**PROBLEM DESCRIPTION:** Decide whether each statement agrees with the passage below about returning to teaching and auditioning for a drag show. For each, answer yes or no and quote the deciding words. 1. The writer took four months off running during the winter. 2. The drag show took place upstairs at Club Rouge. 3. The writer brought a personal chair into the audition.

**PASSAGE SHOWN:**
============================================================

Once then studios were able to open back up in February, I got right back into teaching. I spend most of February and March just trying to get adjusted to my busier schedule. As the weather started getting better, I started running again, which my body was not happy with me at first. I had taken 4 months off during the winter, the first few runs were quite painful. But I was determined to push through that pain, regardless how bad it was, knowing it would get easier.
I saw an ad looking for cabaret and burlesque dancers as part of a new drag show in Niagara Falls that was going to be every Friday night. I thought I would audition and see what it was all about. The show was at Club Rouge, which which is a local strip club that has 2 levels, the girl dancers upstairs and the male dancers downstairs. This show was downstairs in the Peppermints club. It was my first time in the club so I had no idea what it was going to be like. I was planning on bringing in my own chair to audition with, but I was so nervous that I didn’t bring it in. I should have, as I used one of the club chairs and they were not stable enough to bee able to do the acro tricks on. There was a pole on the stage, so I used that as well when I auditioned. Everyone seemed impressed by my performance. I gave them my contact info and waited to hear back. I was super excited about this opportunity…being able to perform non stage agin (paid!) and meeting new people, things I haven’t been able to do for 2 years.
Weeks past and I didn’t hear back from anyone about the show. Then the communication was wishy-washy and confusing about what was happening. I lost hope for a while that this will happen. Then I had phone call confirming that I will be part of the show and outlining the details. I was pumped! I invited my co-workers and studio friends to the show.

============================================================

**SUPPLIED ENTRIES:**

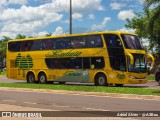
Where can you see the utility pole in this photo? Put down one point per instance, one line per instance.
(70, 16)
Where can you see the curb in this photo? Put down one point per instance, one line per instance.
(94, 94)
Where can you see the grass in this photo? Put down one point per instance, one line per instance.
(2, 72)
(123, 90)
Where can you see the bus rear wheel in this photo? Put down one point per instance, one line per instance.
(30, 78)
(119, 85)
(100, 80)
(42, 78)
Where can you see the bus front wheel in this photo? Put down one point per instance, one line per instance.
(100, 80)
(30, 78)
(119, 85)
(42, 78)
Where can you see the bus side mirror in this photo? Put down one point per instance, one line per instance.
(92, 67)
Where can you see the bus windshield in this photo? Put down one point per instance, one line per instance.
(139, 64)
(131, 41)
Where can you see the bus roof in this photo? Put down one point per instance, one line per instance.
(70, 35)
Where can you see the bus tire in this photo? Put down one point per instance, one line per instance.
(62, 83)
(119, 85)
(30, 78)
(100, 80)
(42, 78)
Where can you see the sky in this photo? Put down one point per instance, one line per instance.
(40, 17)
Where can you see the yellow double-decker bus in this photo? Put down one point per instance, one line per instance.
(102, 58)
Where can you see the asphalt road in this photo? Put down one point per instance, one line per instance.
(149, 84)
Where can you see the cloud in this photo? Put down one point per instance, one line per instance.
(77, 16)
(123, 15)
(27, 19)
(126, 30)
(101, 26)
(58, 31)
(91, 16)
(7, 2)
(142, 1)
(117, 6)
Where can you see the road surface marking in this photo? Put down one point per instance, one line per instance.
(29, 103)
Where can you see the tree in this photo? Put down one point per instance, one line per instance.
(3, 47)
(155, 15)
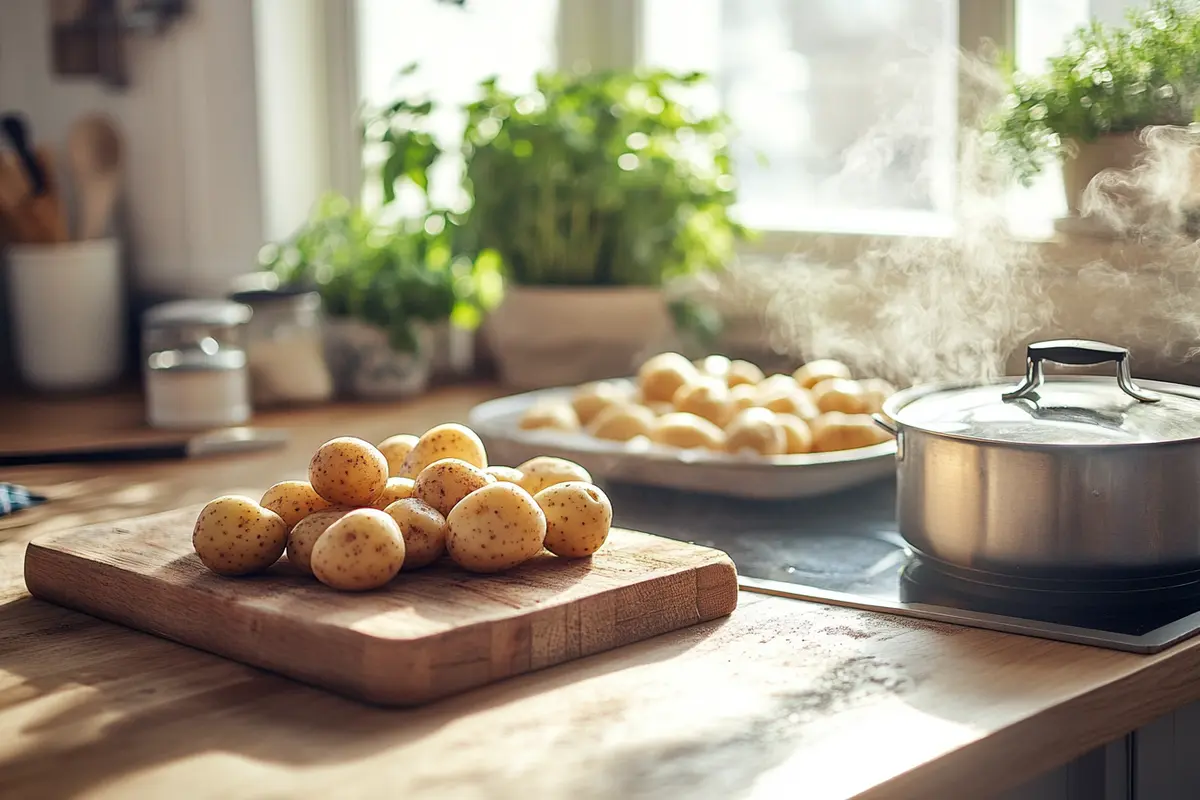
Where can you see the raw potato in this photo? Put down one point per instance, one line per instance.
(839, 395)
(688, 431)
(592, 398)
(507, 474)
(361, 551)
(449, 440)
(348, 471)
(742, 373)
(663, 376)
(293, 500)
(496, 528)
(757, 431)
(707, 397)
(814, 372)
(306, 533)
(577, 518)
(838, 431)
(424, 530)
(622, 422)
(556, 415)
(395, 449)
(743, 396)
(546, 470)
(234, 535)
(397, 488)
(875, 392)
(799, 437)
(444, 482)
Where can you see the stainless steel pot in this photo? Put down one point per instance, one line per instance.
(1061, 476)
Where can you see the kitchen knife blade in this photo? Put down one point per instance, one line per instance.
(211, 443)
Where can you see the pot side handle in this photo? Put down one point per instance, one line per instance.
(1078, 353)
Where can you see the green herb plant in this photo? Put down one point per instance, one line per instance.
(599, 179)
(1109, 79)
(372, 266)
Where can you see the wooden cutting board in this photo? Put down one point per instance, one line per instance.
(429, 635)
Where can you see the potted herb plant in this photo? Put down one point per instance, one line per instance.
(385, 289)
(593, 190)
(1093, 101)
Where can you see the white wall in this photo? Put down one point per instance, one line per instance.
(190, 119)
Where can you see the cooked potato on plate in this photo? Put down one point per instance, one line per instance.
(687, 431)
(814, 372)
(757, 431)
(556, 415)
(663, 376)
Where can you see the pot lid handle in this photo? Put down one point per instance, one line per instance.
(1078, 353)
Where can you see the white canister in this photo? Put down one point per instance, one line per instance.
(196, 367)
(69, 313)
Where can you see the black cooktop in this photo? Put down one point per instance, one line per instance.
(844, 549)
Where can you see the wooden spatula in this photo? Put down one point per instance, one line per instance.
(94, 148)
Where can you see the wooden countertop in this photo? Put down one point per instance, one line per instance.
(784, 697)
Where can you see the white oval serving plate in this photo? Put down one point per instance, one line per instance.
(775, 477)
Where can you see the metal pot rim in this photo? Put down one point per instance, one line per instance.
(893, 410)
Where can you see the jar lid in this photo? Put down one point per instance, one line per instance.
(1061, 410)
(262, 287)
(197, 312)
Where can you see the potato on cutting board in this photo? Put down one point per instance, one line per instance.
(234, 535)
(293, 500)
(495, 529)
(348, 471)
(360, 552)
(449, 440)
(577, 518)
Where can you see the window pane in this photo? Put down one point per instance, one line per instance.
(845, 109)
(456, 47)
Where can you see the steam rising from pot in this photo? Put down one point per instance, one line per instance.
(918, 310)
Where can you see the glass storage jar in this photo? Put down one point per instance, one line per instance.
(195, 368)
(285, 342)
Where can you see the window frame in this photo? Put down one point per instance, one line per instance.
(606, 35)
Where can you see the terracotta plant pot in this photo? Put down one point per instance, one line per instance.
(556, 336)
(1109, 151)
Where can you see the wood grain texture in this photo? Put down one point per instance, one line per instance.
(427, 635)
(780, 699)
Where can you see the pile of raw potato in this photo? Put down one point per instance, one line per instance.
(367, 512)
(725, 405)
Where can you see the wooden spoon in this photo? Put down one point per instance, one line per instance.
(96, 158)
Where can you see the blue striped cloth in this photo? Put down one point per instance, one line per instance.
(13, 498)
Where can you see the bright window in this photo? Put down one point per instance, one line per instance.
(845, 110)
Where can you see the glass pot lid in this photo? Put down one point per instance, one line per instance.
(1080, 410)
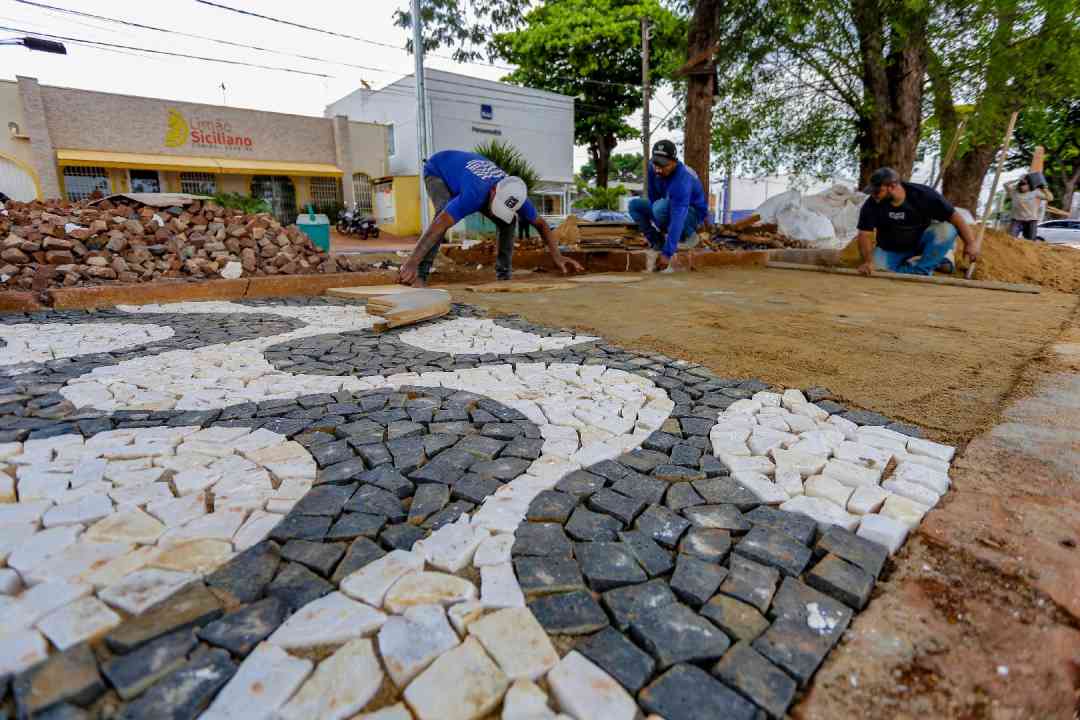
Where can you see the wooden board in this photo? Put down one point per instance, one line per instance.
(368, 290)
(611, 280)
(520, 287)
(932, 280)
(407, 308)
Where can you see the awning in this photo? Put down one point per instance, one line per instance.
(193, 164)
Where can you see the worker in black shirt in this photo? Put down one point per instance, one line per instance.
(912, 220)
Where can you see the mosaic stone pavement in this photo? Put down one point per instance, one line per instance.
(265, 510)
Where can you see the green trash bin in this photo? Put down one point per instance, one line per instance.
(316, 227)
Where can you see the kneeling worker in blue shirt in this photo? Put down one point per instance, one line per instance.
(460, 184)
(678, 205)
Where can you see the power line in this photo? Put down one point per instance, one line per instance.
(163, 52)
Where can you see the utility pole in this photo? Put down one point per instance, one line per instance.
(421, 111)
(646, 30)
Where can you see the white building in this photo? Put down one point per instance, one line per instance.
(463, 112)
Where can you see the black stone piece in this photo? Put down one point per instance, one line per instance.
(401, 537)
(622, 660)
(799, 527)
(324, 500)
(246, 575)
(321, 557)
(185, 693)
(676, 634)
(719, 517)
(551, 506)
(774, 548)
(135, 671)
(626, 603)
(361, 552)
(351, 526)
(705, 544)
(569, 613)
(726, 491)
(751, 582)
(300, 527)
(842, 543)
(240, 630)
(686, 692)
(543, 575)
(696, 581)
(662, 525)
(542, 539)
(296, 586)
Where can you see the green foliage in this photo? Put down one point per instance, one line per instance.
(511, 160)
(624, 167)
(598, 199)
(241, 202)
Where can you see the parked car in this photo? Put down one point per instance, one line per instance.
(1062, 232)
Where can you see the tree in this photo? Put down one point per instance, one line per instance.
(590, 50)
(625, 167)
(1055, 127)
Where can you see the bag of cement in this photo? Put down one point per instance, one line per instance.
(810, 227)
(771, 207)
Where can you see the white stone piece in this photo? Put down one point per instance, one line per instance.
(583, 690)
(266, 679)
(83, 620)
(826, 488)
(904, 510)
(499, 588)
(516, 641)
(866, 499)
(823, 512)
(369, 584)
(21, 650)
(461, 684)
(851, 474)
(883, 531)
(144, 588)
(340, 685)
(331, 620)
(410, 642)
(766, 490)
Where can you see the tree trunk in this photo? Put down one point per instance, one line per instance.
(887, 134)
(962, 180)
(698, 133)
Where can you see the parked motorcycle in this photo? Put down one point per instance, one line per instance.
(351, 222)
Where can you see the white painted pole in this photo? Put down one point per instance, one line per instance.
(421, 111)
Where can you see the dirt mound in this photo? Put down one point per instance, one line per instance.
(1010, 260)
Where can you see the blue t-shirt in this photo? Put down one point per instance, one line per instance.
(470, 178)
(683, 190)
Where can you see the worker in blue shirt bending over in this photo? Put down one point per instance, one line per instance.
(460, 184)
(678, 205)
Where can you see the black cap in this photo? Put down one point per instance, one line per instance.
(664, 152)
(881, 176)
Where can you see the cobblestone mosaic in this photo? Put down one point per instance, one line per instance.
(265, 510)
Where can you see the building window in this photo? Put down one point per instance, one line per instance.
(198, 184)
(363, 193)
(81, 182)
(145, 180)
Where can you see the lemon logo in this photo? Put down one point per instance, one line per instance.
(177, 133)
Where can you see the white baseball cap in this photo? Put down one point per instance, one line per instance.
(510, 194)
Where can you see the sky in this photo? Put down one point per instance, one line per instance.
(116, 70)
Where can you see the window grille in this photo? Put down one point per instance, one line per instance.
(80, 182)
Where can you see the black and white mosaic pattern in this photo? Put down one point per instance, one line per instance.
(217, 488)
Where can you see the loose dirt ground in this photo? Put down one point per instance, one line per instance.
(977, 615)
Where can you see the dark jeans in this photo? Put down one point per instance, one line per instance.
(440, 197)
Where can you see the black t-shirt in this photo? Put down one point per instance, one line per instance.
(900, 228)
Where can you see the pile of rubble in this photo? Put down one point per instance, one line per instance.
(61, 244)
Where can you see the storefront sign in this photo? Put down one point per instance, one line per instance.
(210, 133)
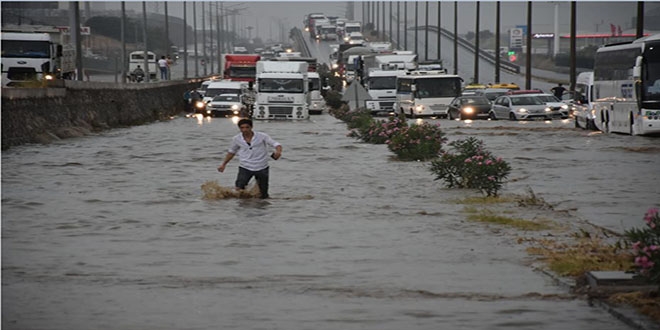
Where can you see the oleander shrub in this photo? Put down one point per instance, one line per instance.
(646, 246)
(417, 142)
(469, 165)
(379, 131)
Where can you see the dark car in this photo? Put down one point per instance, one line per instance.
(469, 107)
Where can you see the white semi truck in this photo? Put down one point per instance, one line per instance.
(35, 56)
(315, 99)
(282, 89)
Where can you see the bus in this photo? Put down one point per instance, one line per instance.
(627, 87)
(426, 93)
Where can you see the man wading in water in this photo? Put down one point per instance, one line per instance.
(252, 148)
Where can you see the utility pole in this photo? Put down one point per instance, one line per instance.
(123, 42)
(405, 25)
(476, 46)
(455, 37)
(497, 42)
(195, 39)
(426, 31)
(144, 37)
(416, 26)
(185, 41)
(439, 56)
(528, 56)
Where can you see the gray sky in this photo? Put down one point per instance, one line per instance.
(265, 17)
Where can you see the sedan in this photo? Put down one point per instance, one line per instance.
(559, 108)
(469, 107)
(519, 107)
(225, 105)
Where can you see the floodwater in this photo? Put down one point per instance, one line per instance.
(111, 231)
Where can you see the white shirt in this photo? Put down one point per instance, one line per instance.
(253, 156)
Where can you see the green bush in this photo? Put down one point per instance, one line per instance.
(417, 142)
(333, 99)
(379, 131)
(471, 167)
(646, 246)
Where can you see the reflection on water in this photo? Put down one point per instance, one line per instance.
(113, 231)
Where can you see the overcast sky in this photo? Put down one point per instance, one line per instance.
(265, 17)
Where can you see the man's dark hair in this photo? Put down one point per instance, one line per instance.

============================================================

**WRITTEN SOLUTION:**
1. Yes: "I had taken 4 months off during the winter"
2. No: "This show was downstairs in the Peppermints club."
3. No: "I was so nervous that I didn’t bring it in."